● **Text**

We are very aware of the financial difficulties many farmers are facing at this difficult time and have addressed this in four ways.
First, compensation for slaughtered animals is currently estimated to reach over £247 million and is still rising.
Second, we are paying £156 million in optional agrimonetary compensation to livestock farmers. Payments begin this week. This package is worth some £2,750 to the average dairy farmer, £650 to sheep farmers, £650 to suckler cow premium claimants and £450 to beef special premium claimants.
Third, we have introduced the Livestock Welfare Disposal Scheme as a last resort for livestock farmers whose animals face welfare difficulties as a result of FMD-related movement restrictions. The tariffs for the animals slaughtered under the scheme are generous. The estimated value of this optional scheme depends on take-up, but it is likely to be in excess of £200 million.
Finally, we have ensured that, where animals slaughtered are the subject of a current subsidy claim, subsidy entitlement will be preserved as a result of the application of EU rules on force majeure.
Overall, we have committed over half a billion pounds to farmers so far in the course of this outbreak.
Vaccination remains an option, but it is not an easy option. There are no easy options. Members are aware of the arguments for and against vaccination. We are prepared to vaccinate if necessary – we have obtained the approval of the EU Standing Veterinary Committee for vaccination in the UK under certain circumstances. But it would be a major step to take, with significant consequences. We are constantly reviewing the position and will continue to do so.
Many farmers are currently keeping cattle indoors, and this is helping to minimise the risk of spread of infection.
We hope that soon it may be possible to release some areas from restrictions, either completely or partially. There are two aspects to this. First, we will be looking at whether we can safely reduce the size of one or two areas that currently extend beyond a 10 km radius. Second, once all the necessary veterinary inspections and blood testing have been completed we will be looking to lift one or two infected areas completely where there have been no new cases for 30 days. I hope that it will be possible to start making progress on both of these actions in the next week or two. But again, disease control must remain the priority.

● **Provided records**
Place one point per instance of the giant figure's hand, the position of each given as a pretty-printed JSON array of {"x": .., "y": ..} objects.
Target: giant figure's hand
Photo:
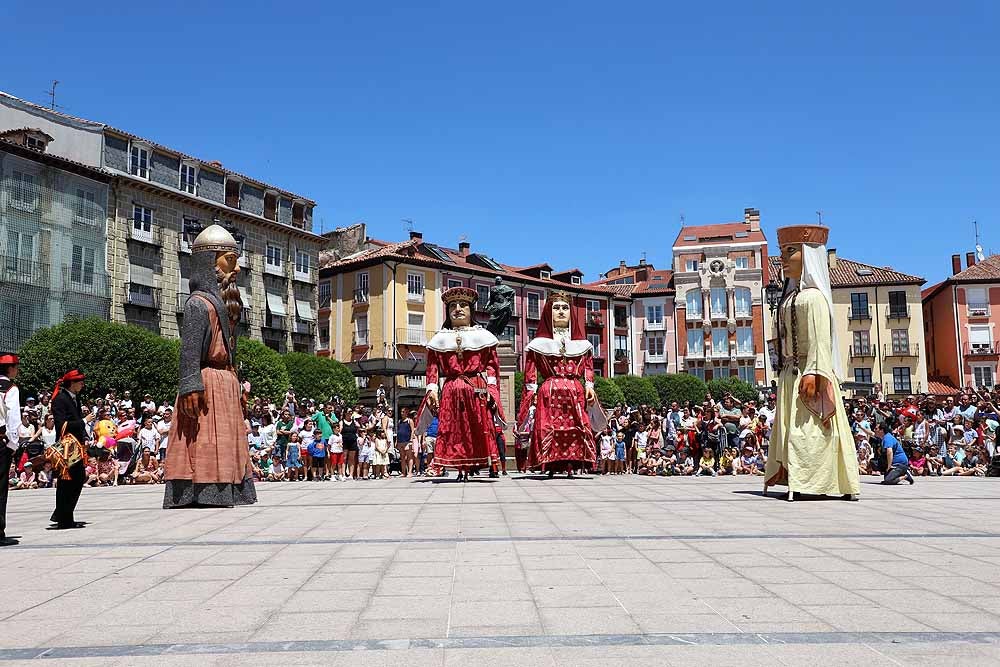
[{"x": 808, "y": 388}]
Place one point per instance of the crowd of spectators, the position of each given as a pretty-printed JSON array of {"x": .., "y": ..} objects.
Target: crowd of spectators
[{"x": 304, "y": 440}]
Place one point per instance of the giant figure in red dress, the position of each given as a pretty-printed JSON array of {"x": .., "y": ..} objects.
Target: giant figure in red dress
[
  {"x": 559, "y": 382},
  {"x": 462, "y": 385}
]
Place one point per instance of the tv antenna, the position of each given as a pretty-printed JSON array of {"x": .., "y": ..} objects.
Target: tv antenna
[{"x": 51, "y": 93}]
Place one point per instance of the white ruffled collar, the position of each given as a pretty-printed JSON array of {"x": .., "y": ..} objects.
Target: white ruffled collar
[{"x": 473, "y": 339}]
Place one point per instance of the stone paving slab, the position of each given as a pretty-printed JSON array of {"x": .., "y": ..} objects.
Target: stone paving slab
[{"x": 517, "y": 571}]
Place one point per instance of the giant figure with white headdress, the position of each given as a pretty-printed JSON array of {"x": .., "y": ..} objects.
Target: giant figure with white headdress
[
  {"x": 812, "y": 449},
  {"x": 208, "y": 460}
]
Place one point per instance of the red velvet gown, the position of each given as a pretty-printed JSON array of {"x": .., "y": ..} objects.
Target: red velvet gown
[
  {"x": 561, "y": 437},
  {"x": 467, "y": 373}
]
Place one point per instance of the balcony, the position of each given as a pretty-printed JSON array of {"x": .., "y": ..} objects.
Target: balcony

...

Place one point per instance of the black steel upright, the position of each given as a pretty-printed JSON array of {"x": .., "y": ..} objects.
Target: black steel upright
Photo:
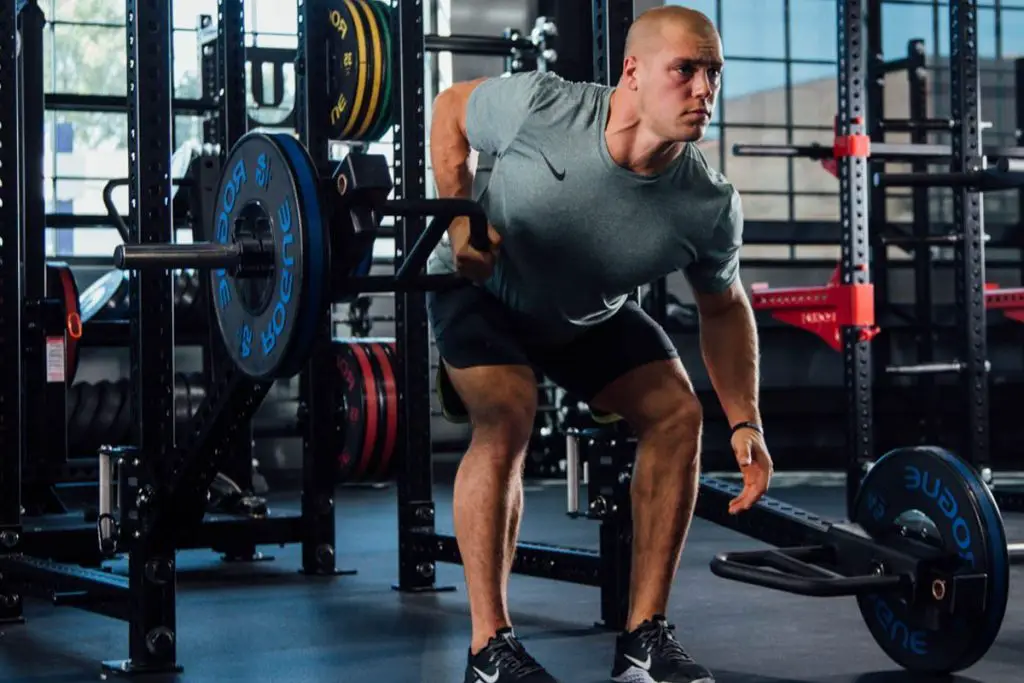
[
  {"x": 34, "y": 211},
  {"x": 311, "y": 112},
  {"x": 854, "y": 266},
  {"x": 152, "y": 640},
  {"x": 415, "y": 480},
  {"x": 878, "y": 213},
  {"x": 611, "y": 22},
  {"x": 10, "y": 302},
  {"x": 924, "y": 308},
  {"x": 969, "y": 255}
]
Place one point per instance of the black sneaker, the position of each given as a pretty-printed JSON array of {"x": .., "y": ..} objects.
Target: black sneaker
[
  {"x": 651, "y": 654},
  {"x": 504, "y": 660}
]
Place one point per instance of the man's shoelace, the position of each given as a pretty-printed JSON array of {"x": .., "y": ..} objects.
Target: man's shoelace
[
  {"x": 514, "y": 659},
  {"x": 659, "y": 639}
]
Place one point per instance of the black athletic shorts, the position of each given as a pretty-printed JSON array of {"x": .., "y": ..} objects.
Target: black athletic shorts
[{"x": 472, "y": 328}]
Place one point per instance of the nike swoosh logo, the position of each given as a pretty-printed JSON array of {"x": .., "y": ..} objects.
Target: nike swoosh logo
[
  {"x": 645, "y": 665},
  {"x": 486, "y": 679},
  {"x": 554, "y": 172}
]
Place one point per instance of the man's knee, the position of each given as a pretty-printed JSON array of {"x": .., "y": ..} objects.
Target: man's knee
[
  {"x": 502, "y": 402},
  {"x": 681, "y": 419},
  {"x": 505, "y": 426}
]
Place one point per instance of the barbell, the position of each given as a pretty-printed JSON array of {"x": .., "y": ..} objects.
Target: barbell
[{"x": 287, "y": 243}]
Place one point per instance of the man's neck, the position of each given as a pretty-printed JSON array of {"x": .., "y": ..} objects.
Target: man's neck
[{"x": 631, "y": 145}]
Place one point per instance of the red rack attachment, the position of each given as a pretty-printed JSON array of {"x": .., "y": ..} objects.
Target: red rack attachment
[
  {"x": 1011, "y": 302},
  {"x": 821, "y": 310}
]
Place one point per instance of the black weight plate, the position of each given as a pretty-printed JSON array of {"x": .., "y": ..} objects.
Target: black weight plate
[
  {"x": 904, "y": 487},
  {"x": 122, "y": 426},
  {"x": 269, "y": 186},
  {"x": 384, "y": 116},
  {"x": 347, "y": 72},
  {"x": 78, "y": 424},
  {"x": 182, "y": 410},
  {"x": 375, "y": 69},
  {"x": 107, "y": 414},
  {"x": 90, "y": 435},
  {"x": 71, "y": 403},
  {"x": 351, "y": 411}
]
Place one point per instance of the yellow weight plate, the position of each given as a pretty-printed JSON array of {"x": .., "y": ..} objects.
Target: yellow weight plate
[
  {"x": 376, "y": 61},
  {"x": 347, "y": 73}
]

● **Exercise**
What comes next in the statement on the foot-and-mouth outbreak? Continue it from the end of its last paragraph. The records stand apart from the statement and are separate material.

● **Result of this exercise**
I and my Ministerial colleagues in many other Departments are doing all they can to promote the message that the countryside is not closed. More and more properties and visitor attractions are opening again and being publicised. We hope that over the Easter period the visitors will return. We have provided updated advice to zoo owners and to Royal Parks, which will help them to make decisions on whether to reopen.
My RHF the Minister for State is today participating in the Informal Council of EU Agriculture Ministers on my behalf in northern Sweden. She will be updating colleagues on the progress of the outbreak here. We are continuing to work very closely with our EU colleagues, who remain supportive of the efforts we are taking to bring the outbreak to an end.
Mr Speaker, we will continue to channel all our efforts into ensuring that our targets of 24 hours from report to slaughter and 48 hours to culling neighbouring farms are met. With the continued support from members of this House, from the farming organisations and many others, together we can succeed in our aim of eradicating this disease.